*Task requirements*. Restate word for word the lines of the entries below, starting with the line that holds "form [36, 43]." and ending with the line that holds "form [431, 51].", and no others.

--- Data listing Enclosed Below ---

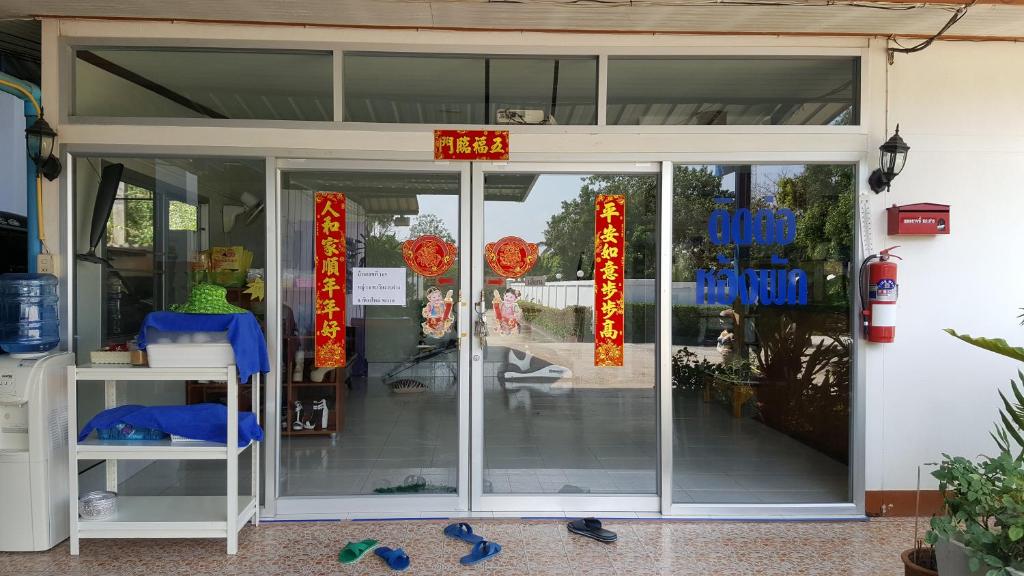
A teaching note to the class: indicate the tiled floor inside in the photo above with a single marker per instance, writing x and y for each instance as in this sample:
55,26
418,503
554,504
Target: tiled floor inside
536,442
868,548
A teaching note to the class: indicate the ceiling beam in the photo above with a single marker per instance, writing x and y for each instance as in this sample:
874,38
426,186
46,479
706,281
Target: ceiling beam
588,31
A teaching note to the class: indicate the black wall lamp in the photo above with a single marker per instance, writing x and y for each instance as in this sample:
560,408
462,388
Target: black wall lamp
39,140
892,157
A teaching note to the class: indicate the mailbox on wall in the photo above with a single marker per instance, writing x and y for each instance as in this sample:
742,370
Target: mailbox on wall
922,219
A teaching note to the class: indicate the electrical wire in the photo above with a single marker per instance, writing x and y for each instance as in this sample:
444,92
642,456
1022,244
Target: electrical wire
957,15
40,232
685,3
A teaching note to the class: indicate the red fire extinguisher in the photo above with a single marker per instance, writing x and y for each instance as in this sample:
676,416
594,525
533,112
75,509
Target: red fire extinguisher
878,280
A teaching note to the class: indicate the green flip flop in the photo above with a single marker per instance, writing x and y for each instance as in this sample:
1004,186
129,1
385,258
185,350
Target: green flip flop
353,551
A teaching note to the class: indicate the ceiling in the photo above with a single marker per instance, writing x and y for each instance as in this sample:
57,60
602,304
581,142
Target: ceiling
1005,18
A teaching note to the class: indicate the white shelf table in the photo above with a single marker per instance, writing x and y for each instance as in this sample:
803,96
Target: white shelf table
164,517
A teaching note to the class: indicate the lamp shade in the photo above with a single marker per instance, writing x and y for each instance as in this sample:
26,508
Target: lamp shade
893,155
39,140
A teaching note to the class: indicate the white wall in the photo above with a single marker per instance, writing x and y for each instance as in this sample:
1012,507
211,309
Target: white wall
12,195
960,108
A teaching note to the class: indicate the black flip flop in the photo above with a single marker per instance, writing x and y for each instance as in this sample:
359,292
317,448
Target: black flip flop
591,528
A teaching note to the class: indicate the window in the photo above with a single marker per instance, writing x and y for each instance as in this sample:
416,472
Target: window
167,216
470,89
204,83
813,91
130,224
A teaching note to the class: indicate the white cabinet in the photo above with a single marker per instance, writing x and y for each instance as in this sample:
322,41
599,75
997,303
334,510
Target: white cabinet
164,517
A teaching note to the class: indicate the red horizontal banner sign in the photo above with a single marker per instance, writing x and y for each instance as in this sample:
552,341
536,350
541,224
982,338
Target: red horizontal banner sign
471,145
609,260
330,270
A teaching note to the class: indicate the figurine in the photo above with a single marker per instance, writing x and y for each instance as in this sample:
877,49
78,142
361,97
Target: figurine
507,312
437,314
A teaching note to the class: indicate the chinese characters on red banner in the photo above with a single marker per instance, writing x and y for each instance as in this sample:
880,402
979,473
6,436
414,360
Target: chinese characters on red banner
471,145
330,269
609,298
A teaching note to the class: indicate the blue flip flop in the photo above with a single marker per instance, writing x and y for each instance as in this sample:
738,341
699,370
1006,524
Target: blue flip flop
481,551
462,531
396,559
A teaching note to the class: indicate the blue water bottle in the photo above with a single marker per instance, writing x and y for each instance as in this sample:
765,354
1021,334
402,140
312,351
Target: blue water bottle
29,323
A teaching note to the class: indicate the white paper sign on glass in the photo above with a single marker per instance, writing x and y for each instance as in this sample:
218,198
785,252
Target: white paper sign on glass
379,286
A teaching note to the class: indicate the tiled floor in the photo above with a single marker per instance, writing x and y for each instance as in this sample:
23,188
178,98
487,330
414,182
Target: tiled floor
551,440
538,440
868,548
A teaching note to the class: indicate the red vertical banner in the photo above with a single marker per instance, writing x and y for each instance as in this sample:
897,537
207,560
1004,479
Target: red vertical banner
329,275
609,296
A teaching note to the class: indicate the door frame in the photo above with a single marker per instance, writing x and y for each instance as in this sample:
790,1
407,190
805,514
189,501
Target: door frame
553,502
366,505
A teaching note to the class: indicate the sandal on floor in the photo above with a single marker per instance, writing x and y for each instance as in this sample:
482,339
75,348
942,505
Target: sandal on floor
481,551
591,528
396,559
353,551
408,386
462,531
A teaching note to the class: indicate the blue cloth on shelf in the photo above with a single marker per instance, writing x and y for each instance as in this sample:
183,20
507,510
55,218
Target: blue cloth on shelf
244,334
197,421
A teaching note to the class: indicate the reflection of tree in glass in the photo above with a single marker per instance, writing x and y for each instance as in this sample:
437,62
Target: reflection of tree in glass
130,224
822,199
570,233
181,215
432,224
380,246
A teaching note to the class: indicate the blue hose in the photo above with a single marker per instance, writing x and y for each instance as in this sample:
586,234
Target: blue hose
31,95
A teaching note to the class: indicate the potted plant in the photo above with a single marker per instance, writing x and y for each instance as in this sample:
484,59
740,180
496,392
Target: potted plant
982,532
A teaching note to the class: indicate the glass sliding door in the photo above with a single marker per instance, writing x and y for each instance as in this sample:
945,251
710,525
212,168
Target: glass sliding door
555,427
761,333
387,424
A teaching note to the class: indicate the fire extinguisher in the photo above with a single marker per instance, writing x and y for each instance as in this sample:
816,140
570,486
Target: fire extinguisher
879,292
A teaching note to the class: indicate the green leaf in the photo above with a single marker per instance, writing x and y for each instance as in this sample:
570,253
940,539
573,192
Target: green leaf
1010,427
998,345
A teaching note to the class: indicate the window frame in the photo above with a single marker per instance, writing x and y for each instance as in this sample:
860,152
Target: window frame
750,49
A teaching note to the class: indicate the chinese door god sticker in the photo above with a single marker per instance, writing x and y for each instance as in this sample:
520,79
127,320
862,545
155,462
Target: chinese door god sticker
507,312
429,255
511,256
609,257
329,275
471,145
437,314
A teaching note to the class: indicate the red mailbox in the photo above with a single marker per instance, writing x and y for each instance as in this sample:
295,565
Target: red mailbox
922,218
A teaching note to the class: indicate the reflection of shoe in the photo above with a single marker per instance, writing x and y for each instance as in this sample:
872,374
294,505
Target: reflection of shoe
523,363
316,374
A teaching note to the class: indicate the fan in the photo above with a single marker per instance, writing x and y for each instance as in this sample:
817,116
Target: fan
251,208
110,179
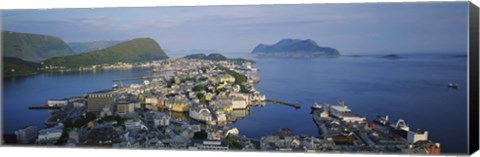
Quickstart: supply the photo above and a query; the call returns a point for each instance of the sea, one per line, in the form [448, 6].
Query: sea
[413, 88]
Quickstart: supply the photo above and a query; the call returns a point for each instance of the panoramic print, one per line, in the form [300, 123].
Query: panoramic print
[373, 78]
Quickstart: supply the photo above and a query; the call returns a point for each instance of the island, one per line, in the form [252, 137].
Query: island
[33, 47]
[295, 48]
[392, 56]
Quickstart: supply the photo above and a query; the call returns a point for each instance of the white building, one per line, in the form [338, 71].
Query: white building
[106, 111]
[345, 114]
[414, 136]
[49, 135]
[57, 103]
[201, 114]
[161, 119]
[134, 125]
[26, 134]
[208, 145]
[239, 103]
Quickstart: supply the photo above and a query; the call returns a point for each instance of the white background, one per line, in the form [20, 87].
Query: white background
[48, 4]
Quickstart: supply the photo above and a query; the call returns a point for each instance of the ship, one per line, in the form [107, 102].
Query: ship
[453, 85]
[316, 106]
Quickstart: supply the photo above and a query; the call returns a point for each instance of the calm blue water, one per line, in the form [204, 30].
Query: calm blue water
[19, 93]
[414, 88]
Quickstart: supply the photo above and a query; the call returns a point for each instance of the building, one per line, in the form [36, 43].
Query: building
[133, 124]
[125, 108]
[419, 135]
[57, 103]
[200, 114]
[239, 103]
[106, 111]
[27, 134]
[155, 119]
[343, 113]
[103, 136]
[208, 145]
[179, 105]
[49, 135]
[96, 101]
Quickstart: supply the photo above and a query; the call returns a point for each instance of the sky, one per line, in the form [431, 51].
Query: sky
[368, 28]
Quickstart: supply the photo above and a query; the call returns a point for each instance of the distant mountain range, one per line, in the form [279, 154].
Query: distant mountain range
[81, 47]
[212, 56]
[136, 50]
[33, 47]
[295, 48]
[17, 67]
[216, 57]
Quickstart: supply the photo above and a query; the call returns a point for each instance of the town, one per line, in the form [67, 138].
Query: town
[187, 104]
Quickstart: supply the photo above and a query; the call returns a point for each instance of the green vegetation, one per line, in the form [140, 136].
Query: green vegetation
[198, 88]
[136, 50]
[240, 79]
[217, 57]
[212, 57]
[120, 121]
[33, 47]
[17, 67]
[81, 47]
[81, 122]
[232, 144]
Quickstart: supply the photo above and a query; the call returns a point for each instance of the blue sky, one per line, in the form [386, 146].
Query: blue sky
[350, 28]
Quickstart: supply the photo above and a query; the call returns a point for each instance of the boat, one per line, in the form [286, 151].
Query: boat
[453, 85]
[316, 106]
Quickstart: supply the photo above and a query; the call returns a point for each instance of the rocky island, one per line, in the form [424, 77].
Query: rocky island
[296, 48]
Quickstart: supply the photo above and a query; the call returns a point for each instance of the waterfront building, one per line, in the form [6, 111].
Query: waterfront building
[201, 114]
[57, 103]
[49, 135]
[208, 145]
[106, 111]
[27, 134]
[134, 124]
[239, 103]
[103, 136]
[79, 103]
[157, 119]
[125, 108]
[74, 136]
[343, 113]
[96, 101]
[283, 140]
[418, 135]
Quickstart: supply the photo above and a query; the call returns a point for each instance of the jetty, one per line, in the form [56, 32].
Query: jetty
[44, 107]
[295, 105]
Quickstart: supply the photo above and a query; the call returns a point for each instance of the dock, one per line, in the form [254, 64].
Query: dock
[44, 107]
[135, 78]
[295, 105]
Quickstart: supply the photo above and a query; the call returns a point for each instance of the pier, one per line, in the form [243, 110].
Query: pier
[295, 105]
[44, 107]
[135, 78]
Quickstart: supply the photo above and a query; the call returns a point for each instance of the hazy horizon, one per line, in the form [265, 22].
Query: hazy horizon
[427, 27]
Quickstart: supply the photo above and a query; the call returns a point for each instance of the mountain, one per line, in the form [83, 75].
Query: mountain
[81, 47]
[17, 67]
[217, 57]
[212, 56]
[136, 50]
[392, 56]
[294, 48]
[33, 47]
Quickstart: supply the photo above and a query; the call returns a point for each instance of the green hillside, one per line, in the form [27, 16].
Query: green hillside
[136, 50]
[33, 47]
[17, 67]
[81, 47]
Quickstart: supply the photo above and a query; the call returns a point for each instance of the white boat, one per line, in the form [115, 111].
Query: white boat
[453, 85]
[316, 106]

--- End of Enclosed Data listing ---

*Written reply*.
Quickstart: supply the photo above and a query; the call returns a point for each instance of the building, one per line, in the form [36, 43].
Query: building
[133, 124]
[125, 108]
[419, 135]
[57, 103]
[200, 114]
[239, 103]
[106, 111]
[27, 134]
[155, 119]
[343, 113]
[103, 136]
[208, 145]
[179, 105]
[49, 135]
[96, 101]
Quickstart: supply the photo above and a query; the call returns a point for each instance of the sky, one per line, in the form [431, 51].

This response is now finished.